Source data

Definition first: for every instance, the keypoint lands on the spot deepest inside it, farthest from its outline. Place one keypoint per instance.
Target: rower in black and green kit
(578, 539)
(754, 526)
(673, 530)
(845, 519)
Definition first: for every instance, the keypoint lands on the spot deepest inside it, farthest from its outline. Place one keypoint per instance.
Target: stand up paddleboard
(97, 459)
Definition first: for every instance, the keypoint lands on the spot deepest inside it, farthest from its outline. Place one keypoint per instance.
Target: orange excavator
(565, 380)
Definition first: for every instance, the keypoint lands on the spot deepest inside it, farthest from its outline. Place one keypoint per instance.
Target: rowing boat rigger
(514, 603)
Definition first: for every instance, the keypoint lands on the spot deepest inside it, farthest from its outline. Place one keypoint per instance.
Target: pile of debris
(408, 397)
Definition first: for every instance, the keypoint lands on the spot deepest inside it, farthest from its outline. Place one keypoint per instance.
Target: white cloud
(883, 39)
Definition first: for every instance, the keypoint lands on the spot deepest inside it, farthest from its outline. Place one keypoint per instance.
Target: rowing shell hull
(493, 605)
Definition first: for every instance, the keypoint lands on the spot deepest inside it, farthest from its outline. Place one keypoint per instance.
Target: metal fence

» **What you should do**
Report each line in the rows above that contains the word "rowing".

» **Reply to the task**
Target: rowing boat rigger
Target: rowing shell hull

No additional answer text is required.